Written request. Beginning with the line where "the deer neck." appears, restate the lines word for word through the last one in the listing.

◇ ◇ ◇ ◇

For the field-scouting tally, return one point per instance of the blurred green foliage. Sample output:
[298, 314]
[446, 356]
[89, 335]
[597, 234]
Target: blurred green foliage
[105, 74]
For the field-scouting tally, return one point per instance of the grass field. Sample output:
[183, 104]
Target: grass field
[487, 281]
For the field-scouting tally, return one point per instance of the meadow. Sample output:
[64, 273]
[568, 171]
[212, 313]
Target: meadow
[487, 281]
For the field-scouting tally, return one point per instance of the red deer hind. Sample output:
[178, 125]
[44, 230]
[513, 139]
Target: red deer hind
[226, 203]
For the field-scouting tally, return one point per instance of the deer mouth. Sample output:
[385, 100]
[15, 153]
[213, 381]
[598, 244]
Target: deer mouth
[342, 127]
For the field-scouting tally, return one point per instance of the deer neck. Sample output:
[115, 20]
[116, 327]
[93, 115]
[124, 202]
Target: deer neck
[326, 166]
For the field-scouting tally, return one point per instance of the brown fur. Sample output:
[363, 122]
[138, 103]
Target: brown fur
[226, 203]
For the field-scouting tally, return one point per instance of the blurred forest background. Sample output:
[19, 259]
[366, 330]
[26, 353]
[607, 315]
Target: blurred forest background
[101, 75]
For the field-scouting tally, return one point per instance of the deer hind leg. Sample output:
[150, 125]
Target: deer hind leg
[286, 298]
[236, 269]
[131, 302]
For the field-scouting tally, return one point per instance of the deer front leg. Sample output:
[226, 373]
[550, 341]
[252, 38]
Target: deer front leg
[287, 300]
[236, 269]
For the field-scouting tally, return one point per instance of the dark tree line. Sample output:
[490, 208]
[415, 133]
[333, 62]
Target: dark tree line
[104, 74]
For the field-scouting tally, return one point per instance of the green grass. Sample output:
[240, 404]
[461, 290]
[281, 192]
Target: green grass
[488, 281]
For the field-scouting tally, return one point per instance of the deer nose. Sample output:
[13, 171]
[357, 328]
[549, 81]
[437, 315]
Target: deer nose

◇ ◇ ◇ ◇

The output.
For the field-scouting tally, return one point per instance of the deer neck. Sample output:
[115, 20]
[116, 327]
[93, 115]
[124, 202]
Target: deer neck
[326, 166]
For the field-scouting tally, return one point per instance of the brown fur. Sample output:
[363, 122]
[138, 103]
Target: brown fur
[226, 203]
For the field-scouting tally, return one point per instance of the blurred forest background. Sample output:
[19, 259]
[366, 330]
[26, 353]
[607, 315]
Target: blurred forest background
[101, 75]
For the field-scouting tally, return one point per instance of the deer hind leg. Sample output:
[150, 125]
Target: deer hind leg
[286, 298]
[236, 269]
[131, 302]
For the field-scouting tally, return one point per instance of the deer front leg. Sample output:
[226, 373]
[550, 341]
[252, 38]
Target: deer front leg
[287, 300]
[236, 269]
For the field-scouting tally, return one point per instance of the dark tree line. Sample output:
[490, 208]
[415, 133]
[333, 62]
Target: dark tree line
[104, 74]
For the field-scouting tally, return one point per instance of the green grass. Sample output:
[240, 404]
[461, 290]
[281, 192]
Target: green grass
[488, 281]
For the field-scouting tally, return one point per instance of the deer nose. Sample output:
[13, 171]
[357, 328]
[549, 81]
[437, 315]
Target: deer nose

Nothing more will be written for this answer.